Continue the text on tolerant image comparison for the 'Check image' node in QF-Test, starting right after its last sentence.

## QUOTED TEXT
++++++++++++++++++++

The classic 'Check image' node is only minimally tolerant towards deviations. Using the
default algorithm of comparing pixel by pixel it is not possible to check images that
are generated in a not-quite-deterministic way or differ in size.
By using the attribute 'Algorithm for image comparison' it is possible to define a special
algorithm which is tolerant towards certain image deviations. The attribute must start
with the algorithm definition in the form algorithm=<algorithm> followed by all
required parameters, separated by semicolons. Parameters may be defined in any
order, and use of variables is possible, e.g.:
algorithm=<algo>;parameter1=value1;parameter2=value2;expected=$(expected)
3.5.1+
Since QF-Test 3.5.1 the definition does not need so start with algorithm=<algorithm>
but can simply begin with <algorithm>.
It is also no longer necessary to define the parameter 'expected'. QF-Test uses a default value
if it is not set. Please see below for more information.

++++++++++++++++++++

## EXTRACTED INFORMATION
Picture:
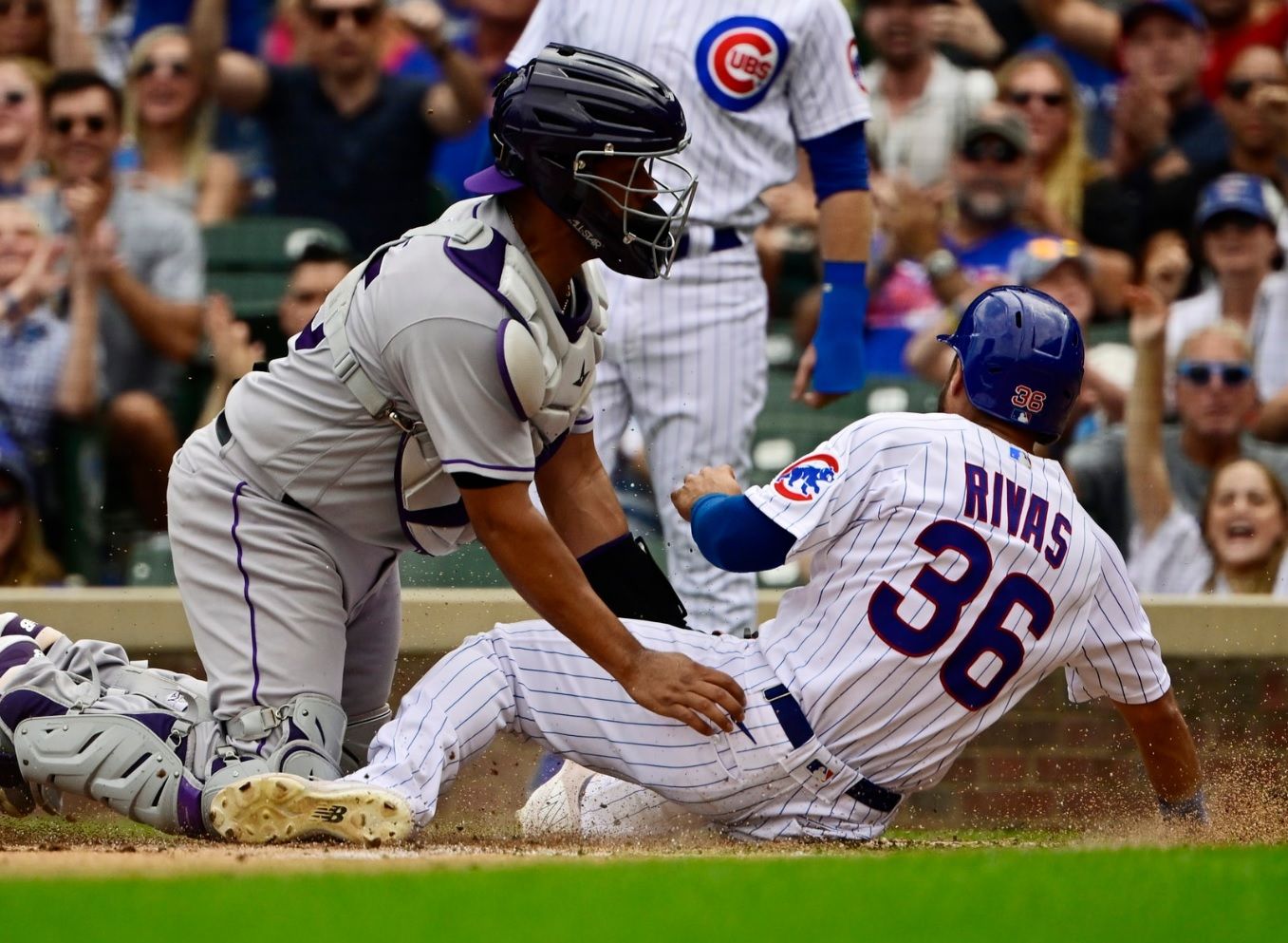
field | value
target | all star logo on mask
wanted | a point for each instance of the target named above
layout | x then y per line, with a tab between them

++++++++++++++++++++

## REPLY TO THE EXERCISE
A detailed description of the available algorithms and their parameters is provided in the
following section.
For illustration, explanations are based on their effects on the following image:
In the related run log
(see section 7.1)
of a failed check you have the opportunity to analyze the results of the algorithm
as well as the result of probability calculation.
If you activate the option Log successful advanced image checks all tolerant
image checks will be logged for further analysis.
- Description
-
The classic - or default - image check compares the color value of every single
expected and actual pixel. If at least one expected pixel differs from the actual
pixel the check fails. The option
Tolerance for checking images defines the
tolerance for comparing pixel values.
- Purpose
-
This pixel based check is suitable if you expect an exact image match with minimal
tolerances or any deviations. Whenever your application renders the component not
fully deterministically, this algorithm is not suitable.
- Example
-
The classic image check doesn't transform the image, thus the result looks
identical to the original image.
The classic image check is used when the 'Algorithm for image comparison' attribute is empty.
- Description
-
This algorithm is similar to the classic algorithm, but accepts an amount of unexpected pixels.
It splits every pixel in it's three sub-pixels red, green and blue.
Afterwards it checks every actual color value against the expected color value.
The final result is the amount of identical pixels divided by the total amount of pixels.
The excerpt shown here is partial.